▶ [Records for the task]:
○ ○ ○ ○ ○ ○ ○
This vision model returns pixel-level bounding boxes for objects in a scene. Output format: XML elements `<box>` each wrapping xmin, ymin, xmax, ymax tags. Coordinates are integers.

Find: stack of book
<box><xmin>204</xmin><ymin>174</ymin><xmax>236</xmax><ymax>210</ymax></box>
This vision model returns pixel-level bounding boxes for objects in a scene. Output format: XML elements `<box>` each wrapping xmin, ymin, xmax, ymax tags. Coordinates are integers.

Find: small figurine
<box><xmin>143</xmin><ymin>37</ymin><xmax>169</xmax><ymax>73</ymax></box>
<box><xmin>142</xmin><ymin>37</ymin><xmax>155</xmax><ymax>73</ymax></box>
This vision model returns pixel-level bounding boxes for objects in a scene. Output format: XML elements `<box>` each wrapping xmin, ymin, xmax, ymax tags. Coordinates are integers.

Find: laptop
○ ○ ○ ○ ○ ○ ○
▶ [Problem details]: Write out, word for word, every line from the one containing "Find: stack of book" through the last line of the records above.

▶ [Solution to this problem]:
Find: stack of book
<box><xmin>204</xmin><ymin>174</ymin><xmax>236</xmax><ymax>210</ymax></box>
This vision model returns pixel-level bounding boxes for objects in a scene. Output format: XML elements `<box>` each wrapping xmin, ymin, xmax, ymax tags. Coordinates are integers.

Find: small figurine
<box><xmin>143</xmin><ymin>37</ymin><xmax>169</xmax><ymax>73</ymax></box>
<box><xmin>142</xmin><ymin>37</ymin><xmax>155</xmax><ymax>73</ymax></box>
This vision model returns pixel-level bounding boxes for objects in a scene. Output format: XML elements `<box>` each wrapping xmin, ymin, xmax, ymax tags. Coordinates are integers.

Find: laptop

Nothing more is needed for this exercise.